▸ **What is required**
Reproduce the part of the Straneo biography running from "- Born: 6 June" down to "administrator and author.", word for word.

▸ **Document passage**
++++++++++

- Born: 6 June 1902 Turin, Italy
- Died: 9 December 1997 (aged 95) Milan, Italy
- Known for: Taxonomy of Carabidae
- Scientific career
- Fields: Entomology

= Stefano Ludovico Straneo =

Italian entomologist (1902–1997)

Stefano Ludovico Straneo (also Lodovico) (Turin, 6 June 1902 – Milan, 9 December 1997) was an Italian entomologist, teacher, academic administrator and author.

Straneo's primary fields of interest were the beetles (Coleoptera), in particular the family of ground beetles (Carabidae, tribe Pterostichinae). He described 64 new genera and almost 1,200 new species. His collection, Coleoptera: Carabidae and Paussidae, is on display at the Museo Civico di Storia Naturale di Milano.

Straneo's father was a theoretical physicist and an acquaintance of Albert Einstein. He showed an early interest in biology and began collecting insects, eventually focusing on carabid beetles. He published his first paper in 1933 and 238 more until 1995. He received the Italian Golden Medal for Distinguished Educator in Culture And Art in 1972.

==Works==

- 1984 - Two new species or Pterostichini (Coleoptera, Carabidae) in the collections of the Museum of Natural History of the Humboldt University of Berlin.
- 1984 - Un nuovo genere del Camerun della tribù Pterostichini (Coleoptera Carabidae).
- 1983 - Nuovi pterostichini asiatici (Coleoptera, Carabidae).
- 1984 - Un nuovo Pterostichus dell'Anatolia occidentale (Col., Carabidae).
- 1984 - Sul genere Amolopsa Beach (Coleoptera Carabidae).

++++++++++

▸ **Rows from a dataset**
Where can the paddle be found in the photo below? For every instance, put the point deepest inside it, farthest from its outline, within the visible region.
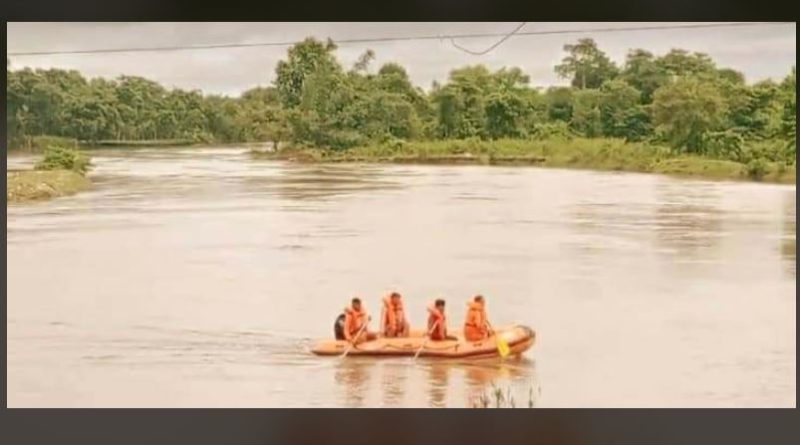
(355, 339)
(427, 336)
(502, 346)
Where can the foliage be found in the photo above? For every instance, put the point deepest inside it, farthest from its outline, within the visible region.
(679, 98)
(62, 158)
(685, 110)
(586, 65)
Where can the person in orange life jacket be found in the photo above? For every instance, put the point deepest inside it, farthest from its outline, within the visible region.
(394, 323)
(355, 319)
(437, 322)
(476, 325)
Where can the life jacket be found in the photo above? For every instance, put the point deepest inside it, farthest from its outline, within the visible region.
(393, 314)
(475, 324)
(338, 327)
(353, 321)
(440, 332)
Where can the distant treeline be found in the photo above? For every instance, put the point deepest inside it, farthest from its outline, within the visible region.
(680, 99)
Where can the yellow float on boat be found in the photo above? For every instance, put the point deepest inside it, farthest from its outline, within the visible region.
(519, 339)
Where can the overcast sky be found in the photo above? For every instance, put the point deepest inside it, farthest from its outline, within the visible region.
(760, 52)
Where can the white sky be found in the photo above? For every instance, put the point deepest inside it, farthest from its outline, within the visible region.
(759, 52)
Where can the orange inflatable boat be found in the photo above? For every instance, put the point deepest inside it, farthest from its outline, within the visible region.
(519, 339)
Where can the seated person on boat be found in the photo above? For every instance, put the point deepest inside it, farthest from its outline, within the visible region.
(437, 322)
(393, 322)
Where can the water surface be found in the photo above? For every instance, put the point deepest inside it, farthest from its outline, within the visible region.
(200, 278)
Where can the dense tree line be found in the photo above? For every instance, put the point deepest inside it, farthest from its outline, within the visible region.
(681, 99)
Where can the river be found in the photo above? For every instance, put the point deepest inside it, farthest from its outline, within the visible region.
(201, 277)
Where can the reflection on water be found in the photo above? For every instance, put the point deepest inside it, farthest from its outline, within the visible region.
(399, 379)
(352, 376)
(687, 221)
(196, 278)
(438, 378)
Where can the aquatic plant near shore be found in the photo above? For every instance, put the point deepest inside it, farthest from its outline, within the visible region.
(498, 398)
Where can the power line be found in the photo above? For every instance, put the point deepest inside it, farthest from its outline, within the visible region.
(392, 39)
(480, 53)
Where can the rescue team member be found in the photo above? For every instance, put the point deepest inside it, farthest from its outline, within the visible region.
(437, 322)
(394, 323)
(476, 325)
(356, 318)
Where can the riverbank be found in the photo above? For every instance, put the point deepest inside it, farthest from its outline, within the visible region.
(36, 185)
(577, 153)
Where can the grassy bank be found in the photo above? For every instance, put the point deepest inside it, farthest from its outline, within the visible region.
(34, 185)
(593, 154)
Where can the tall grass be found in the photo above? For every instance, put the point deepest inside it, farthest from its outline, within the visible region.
(758, 161)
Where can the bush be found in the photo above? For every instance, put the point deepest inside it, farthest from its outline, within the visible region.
(756, 168)
(723, 145)
(62, 158)
(551, 130)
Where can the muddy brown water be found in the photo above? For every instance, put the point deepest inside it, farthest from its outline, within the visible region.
(200, 278)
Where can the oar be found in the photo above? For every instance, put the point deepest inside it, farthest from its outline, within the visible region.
(427, 336)
(355, 339)
(502, 346)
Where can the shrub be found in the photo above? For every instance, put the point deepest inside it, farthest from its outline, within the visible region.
(62, 158)
(723, 145)
(756, 168)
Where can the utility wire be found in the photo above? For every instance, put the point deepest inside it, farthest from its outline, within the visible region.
(480, 53)
(393, 39)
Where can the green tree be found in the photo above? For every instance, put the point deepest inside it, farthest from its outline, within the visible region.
(621, 114)
(686, 109)
(643, 73)
(303, 59)
(586, 65)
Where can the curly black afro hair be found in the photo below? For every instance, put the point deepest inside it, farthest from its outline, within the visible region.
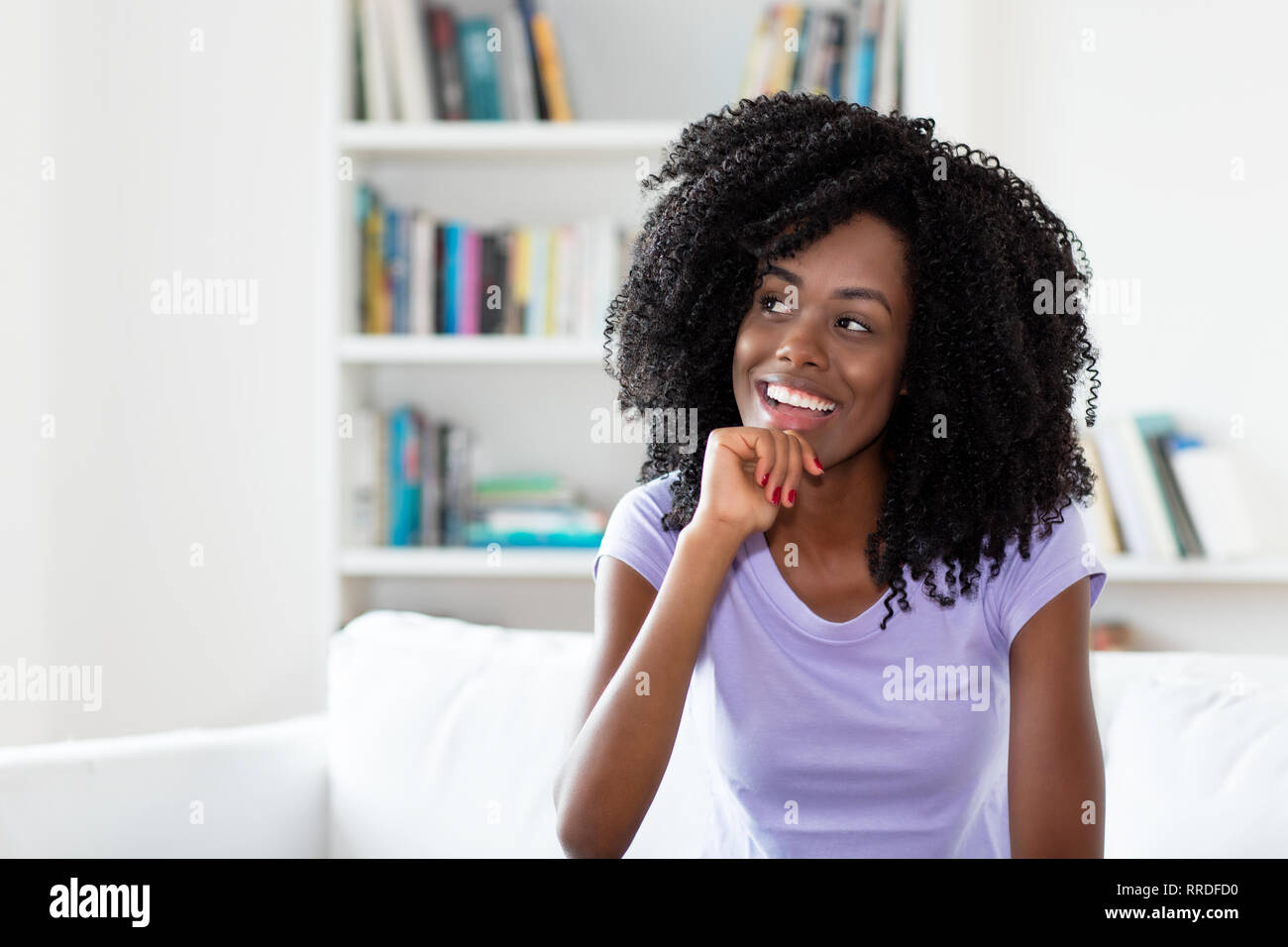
(767, 176)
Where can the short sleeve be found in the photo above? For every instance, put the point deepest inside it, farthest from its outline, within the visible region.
(634, 532)
(1055, 564)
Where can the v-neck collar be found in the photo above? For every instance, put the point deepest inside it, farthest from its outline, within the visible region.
(799, 615)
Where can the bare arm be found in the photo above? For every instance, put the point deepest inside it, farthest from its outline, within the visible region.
(1056, 768)
(617, 761)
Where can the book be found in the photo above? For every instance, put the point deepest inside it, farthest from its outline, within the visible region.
(423, 274)
(376, 86)
(549, 67)
(480, 69)
(411, 65)
(446, 65)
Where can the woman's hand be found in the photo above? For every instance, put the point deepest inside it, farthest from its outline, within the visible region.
(748, 474)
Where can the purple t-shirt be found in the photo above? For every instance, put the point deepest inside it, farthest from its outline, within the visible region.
(842, 740)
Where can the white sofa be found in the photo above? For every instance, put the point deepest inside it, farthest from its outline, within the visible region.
(442, 738)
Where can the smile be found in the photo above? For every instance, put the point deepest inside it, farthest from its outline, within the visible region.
(787, 416)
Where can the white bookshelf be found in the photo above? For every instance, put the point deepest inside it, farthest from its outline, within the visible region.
(487, 172)
(549, 171)
(505, 140)
(465, 350)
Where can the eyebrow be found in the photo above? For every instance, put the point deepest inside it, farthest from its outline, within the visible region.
(840, 292)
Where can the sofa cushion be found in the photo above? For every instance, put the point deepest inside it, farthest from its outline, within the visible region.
(446, 738)
(1197, 767)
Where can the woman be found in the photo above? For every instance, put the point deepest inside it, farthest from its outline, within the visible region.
(881, 335)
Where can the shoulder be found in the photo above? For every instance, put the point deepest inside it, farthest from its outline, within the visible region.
(1055, 562)
(635, 535)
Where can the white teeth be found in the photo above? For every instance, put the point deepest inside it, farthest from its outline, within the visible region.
(790, 395)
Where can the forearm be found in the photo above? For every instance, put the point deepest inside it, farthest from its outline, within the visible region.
(614, 766)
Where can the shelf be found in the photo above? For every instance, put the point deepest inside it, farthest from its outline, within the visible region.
(1266, 570)
(506, 138)
(468, 350)
(468, 564)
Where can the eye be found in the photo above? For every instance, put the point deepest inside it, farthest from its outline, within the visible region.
(859, 322)
(769, 300)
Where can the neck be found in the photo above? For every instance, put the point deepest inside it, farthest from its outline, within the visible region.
(835, 510)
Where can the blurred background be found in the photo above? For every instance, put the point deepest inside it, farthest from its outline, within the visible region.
(304, 305)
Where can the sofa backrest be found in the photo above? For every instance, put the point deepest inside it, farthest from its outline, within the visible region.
(446, 736)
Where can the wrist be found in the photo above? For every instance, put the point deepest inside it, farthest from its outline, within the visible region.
(715, 535)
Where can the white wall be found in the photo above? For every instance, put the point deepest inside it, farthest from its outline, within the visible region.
(174, 429)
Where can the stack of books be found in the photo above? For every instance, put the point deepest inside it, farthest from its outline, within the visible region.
(417, 60)
(853, 54)
(532, 510)
(407, 479)
(410, 482)
(1164, 495)
(424, 274)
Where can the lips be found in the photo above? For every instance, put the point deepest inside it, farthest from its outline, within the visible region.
(789, 416)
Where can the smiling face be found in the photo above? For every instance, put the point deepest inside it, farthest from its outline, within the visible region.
(829, 324)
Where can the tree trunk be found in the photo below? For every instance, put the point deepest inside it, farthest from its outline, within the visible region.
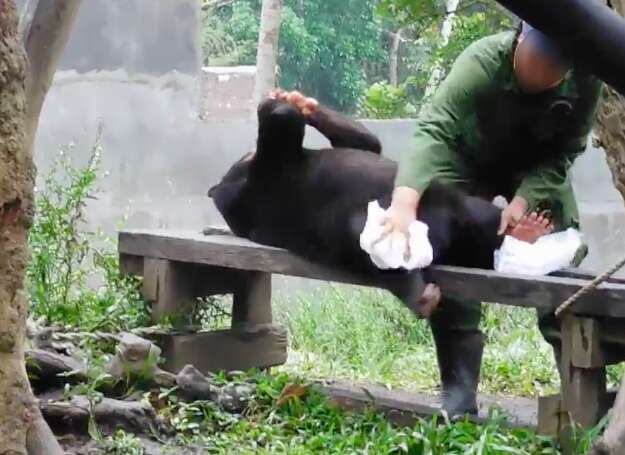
(394, 58)
(267, 57)
(610, 131)
(16, 211)
(45, 38)
(448, 24)
(22, 428)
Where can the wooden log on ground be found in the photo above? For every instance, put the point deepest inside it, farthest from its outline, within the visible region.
(403, 408)
(47, 369)
(194, 385)
(110, 415)
(260, 346)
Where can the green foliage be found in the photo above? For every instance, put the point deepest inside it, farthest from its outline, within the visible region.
(383, 101)
(319, 52)
(308, 423)
(122, 443)
(412, 13)
(367, 335)
(466, 30)
(67, 259)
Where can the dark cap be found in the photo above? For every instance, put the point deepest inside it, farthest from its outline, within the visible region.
(543, 44)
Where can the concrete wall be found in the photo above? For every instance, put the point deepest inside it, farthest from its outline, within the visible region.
(137, 73)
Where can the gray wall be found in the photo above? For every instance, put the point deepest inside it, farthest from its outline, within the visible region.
(136, 71)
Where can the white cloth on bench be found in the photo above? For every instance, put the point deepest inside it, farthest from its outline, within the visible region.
(550, 253)
(395, 250)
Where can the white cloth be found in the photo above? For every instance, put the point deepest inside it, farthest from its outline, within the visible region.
(550, 253)
(395, 250)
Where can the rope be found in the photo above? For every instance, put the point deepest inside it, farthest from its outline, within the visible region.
(594, 284)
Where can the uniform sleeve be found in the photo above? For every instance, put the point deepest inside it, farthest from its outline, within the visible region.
(547, 181)
(433, 154)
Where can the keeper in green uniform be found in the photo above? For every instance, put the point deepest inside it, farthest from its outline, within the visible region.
(509, 120)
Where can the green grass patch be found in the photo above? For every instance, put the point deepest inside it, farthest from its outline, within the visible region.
(367, 335)
(312, 424)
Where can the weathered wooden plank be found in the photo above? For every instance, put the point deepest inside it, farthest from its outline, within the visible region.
(240, 349)
(233, 252)
(228, 252)
(533, 292)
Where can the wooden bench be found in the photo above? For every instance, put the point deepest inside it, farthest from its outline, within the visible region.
(180, 266)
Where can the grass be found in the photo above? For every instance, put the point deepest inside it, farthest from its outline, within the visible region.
(367, 335)
(308, 423)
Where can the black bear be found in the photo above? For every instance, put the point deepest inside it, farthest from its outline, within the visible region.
(314, 202)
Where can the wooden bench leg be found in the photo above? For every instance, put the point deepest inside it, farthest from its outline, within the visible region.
(252, 300)
(168, 285)
(253, 341)
(583, 378)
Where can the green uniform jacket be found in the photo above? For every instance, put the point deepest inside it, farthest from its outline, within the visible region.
(452, 135)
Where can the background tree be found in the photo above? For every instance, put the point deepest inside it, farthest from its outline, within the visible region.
(44, 30)
(267, 55)
(328, 48)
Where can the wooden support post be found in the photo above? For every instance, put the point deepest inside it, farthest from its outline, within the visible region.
(583, 389)
(252, 300)
(168, 285)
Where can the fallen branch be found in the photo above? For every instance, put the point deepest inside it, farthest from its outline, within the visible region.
(47, 369)
(73, 416)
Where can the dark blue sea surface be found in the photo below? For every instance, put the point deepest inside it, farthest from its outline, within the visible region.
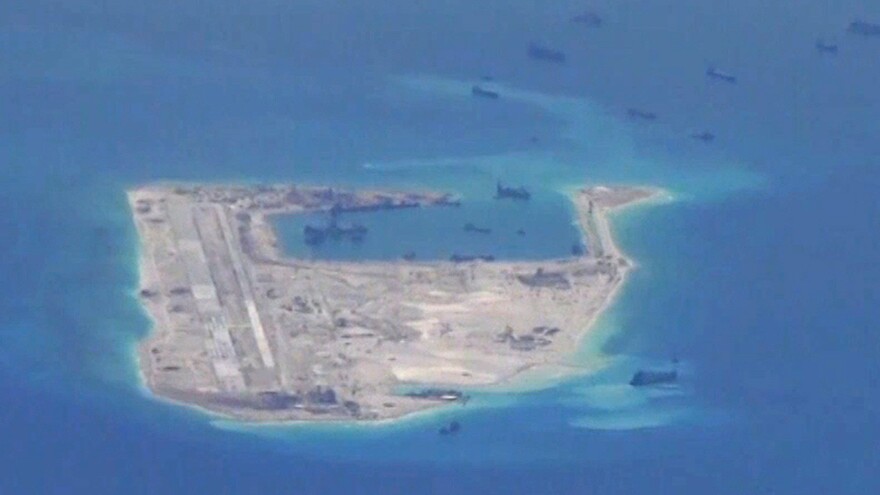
(760, 275)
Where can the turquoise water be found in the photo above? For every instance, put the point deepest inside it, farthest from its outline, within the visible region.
(760, 275)
(542, 228)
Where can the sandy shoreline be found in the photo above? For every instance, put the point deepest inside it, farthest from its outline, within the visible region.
(475, 356)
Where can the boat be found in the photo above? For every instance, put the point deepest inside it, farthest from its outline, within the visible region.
(714, 73)
(469, 227)
(863, 28)
(824, 47)
(539, 52)
(705, 136)
(515, 193)
(464, 258)
(451, 429)
(316, 235)
(588, 19)
(481, 92)
(644, 378)
(635, 113)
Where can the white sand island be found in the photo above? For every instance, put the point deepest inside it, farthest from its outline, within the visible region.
(244, 331)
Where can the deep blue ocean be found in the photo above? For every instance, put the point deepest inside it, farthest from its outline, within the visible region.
(761, 275)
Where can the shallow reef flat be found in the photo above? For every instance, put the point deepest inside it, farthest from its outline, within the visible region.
(244, 331)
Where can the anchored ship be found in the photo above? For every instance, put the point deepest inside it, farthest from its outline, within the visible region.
(538, 52)
(863, 28)
(714, 73)
(824, 47)
(648, 377)
(481, 92)
(705, 136)
(588, 19)
(635, 113)
(516, 193)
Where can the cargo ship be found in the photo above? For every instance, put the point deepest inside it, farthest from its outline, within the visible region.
(719, 75)
(538, 52)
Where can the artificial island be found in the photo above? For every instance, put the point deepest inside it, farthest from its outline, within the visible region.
(243, 330)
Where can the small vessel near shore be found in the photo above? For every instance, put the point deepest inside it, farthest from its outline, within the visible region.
(451, 429)
(637, 114)
(539, 52)
(823, 46)
(480, 92)
(649, 377)
(469, 227)
(515, 193)
(704, 136)
(316, 235)
(714, 73)
(863, 28)
(588, 19)
(644, 378)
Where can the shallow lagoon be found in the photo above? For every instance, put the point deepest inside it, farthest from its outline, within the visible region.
(436, 233)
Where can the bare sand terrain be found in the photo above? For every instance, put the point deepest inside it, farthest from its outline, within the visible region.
(242, 330)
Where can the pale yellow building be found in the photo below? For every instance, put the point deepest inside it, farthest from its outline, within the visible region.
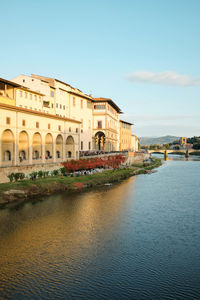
(106, 124)
(134, 143)
(29, 136)
(125, 136)
(63, 100)
(183, 140)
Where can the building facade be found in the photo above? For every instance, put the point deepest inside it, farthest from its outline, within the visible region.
(105, 124)
(33, 137)
(45, 120)
(63, 100)
(134, 143)
(125, 136)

++++++++++

▸ **Response to the task**
- Born: 6 June 1902 Turin, Italy
- Died: 9 December 1997 (aged 95) Milan, Italy
- Known for: Taxonomy of Carabidae
- Scientific career
- Fields: Entomology

= Stefano Ludovico Straneo =

Italian entomologist (1902–1997)

Stefano Ludovico Straneo (also Lodovico) (Turin, 6 June 1902 – Milan, 9 December 1997) was an Italian entomologist, teacher, academic administrator and author.